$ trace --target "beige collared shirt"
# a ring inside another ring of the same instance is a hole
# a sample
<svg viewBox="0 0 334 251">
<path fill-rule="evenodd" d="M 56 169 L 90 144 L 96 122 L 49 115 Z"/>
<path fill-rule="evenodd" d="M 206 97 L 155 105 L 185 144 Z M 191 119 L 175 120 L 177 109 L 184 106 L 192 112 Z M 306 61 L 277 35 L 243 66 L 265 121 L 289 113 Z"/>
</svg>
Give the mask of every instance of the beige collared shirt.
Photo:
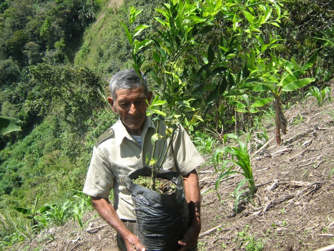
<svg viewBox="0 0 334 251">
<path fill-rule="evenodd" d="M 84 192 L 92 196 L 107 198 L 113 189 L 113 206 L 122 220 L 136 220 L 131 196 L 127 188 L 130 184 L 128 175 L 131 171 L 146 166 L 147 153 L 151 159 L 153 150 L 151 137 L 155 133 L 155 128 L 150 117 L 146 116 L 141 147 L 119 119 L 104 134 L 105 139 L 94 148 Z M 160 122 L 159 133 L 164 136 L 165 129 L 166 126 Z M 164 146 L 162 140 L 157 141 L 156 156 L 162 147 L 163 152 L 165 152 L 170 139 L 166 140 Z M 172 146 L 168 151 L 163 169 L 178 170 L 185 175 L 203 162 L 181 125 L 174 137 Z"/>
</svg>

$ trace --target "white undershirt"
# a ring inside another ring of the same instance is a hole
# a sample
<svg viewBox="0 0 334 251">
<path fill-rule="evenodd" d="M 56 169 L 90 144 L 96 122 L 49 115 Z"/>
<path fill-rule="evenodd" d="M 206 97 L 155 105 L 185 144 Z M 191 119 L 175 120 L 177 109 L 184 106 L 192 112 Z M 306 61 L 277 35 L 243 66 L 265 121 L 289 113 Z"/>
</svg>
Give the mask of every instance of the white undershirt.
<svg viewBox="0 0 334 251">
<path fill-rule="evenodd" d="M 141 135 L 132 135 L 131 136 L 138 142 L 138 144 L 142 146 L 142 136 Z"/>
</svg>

YOUR OBJECTIVE: Change every "mask" to "outline" throughout the material above, leaving all other text unchanged, and write it out again without the pictures.

WRITTEN REPLY:
$ trace --target "beige collared shirt"
# a ring inside another ring of the same instance is a hole
# a sample
<svg viewBox="0 0 334 251">
<path fill-rule="evenodd" d="M 56 169 L 90 144 L 96 122 L 49 115 Z"/>
<path fill-rule="evenodd" d="M 206 97 L 155 105 L 185 144 Z M 191 119 L 175 120 L 177 109 L 184 106 L 192 112 Z M 306 61 L 277 35 L 243 66 L 265 121 L 289 113 Z"/>
</svg>
Give the outline of every instance of the beige collared shirt.
Photo:
<svg viewBox="0 0 334 251">
<path fill-rule="evenodd" d="M 84 192 L 92 196 L 107 198 L 113 189 L 113 206 L 122 220 L 136 220 L 131 196 L 127 188 L 130 184 L 128 175 L 131 171 L 146 166 L 147 153 L 151 159 L 153 150 L 151 137 L 155 133 L 155 128 L 150 117 L 146 116 L 141 147 L 119 119 L 104 134 L 105 139 L 94 148 Z M 160 122 L 159 133 L 164 136 L 165 129 L 166 126 Z M 164 146 L 162 140 L 157 141 L 156 156 L 162 147 L 163 152 L 165 152 L 170 139 L 166 140 Z M 172 146 L 168 151 L 163 169 L 178 170 L 185 175 L 203 162 L 181 125 L 174 137 Z"/>
</svg>

$ trace --target "white undershirt"
# a ring inside another ring of the same instance is a hole
# a sample
<svg viewBox="0 0 334 251">
<path fill-rule="evenodd" d="M 56 169 L 90 144 L 96 122 L 49 115 Z"/>
<path fill-rule="evenodd" d="M 206 97 L 155 105 L 185 144 Z M 191 119 L 175 120 L 177 109 L 184 106 L 192 112 Z M 306 61 L 277 35 L 243 66 L 265 121 L 289 113 Z"/>
</svg>
Give the outline of every instance of the white undershirt.
<svg viewBox="0 0 334 251">
<path fill-rule="evenodd" d="M 141 135 L 132 135 L 131 136 L 138 142 L 138 144 L 142 146 L 142 136 Z"/>
</svg>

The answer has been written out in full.